Extract provided:
★ ★ ★

Padma Desai (born October 12, 1931) is an Indian-American development economist who was born and studied in India before completing a PhD at Harvard in 1960.  She is the Gladys and Roland Harriman Professor Emerita of comparative economic systems and has been the director of the Center for Transition Economies at the Columbia University.

She was awarded the Padma Bhushan by the Government of India in 2009.

Early life and education
Desai was born and brought up in a traditional Gujarati Anavil Brahmin family in Surat, Gujarat.

She did her B.A. (Economics) in 1951 from the University of Mumbai, followed by an M.A. (Economics) also from the same university in 1953. Thereafter she completed her Ph.D. from Harvard in 1960.

Career
Desai started her career at the Department of Economics, Harvard (1957-1959), after which she was associate professor of economics at Delhi School of Economics at University of Delhi, from 1959 to 1968.

In November 1992, she joined as the Gladys and Roland Harriman Professor of Comparative Economic Systems at Columbia University and went on to become the director of the Center for Transition Economies at the University.

She later was the U.S. Treasury’s advisor to the Russian Finance Ministry in the summer of 1995. She was president of the Association for Comparative Economic Studies in 2001.

She published her memoir, Breaking Out: An Indian Woman's American Journey in 2012.

Personal life
She is married to Jagdish Bhagwati, also an Indian-American economist and professor of economics and law at Columbia University; the couple have one daughter.

★ ★ ★

Your goal:
In the biography of Padma Desai above, what organization did she serve as president in 2001?

Listed records:
★ ★ ★

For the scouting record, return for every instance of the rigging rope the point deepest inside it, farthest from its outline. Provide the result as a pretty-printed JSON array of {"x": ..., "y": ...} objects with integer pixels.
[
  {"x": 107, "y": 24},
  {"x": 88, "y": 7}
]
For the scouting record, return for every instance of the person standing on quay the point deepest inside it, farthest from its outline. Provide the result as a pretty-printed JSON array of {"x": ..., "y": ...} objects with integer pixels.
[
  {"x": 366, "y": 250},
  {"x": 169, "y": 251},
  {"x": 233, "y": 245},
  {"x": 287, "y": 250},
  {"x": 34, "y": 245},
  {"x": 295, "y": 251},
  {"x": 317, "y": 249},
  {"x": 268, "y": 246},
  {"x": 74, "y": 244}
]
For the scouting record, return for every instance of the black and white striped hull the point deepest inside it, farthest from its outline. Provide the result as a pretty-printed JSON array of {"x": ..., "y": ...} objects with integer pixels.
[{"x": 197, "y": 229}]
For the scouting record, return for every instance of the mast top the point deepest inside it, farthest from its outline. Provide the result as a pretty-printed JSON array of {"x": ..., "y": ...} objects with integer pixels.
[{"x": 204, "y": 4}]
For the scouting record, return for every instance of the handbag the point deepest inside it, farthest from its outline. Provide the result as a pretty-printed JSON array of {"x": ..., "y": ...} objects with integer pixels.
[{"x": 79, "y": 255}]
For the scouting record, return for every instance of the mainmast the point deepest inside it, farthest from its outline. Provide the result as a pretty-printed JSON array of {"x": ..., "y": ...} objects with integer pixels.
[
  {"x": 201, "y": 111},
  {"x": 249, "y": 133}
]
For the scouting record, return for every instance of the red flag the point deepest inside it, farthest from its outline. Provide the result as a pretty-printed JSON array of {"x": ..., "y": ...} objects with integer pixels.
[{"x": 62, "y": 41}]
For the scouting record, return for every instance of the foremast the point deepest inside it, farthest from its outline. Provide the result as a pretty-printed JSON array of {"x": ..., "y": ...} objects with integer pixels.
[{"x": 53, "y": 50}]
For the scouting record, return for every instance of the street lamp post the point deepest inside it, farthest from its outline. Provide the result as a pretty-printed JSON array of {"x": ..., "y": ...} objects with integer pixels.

★ ★ ★

Right answer:
The Association for Comparative Economic Studies.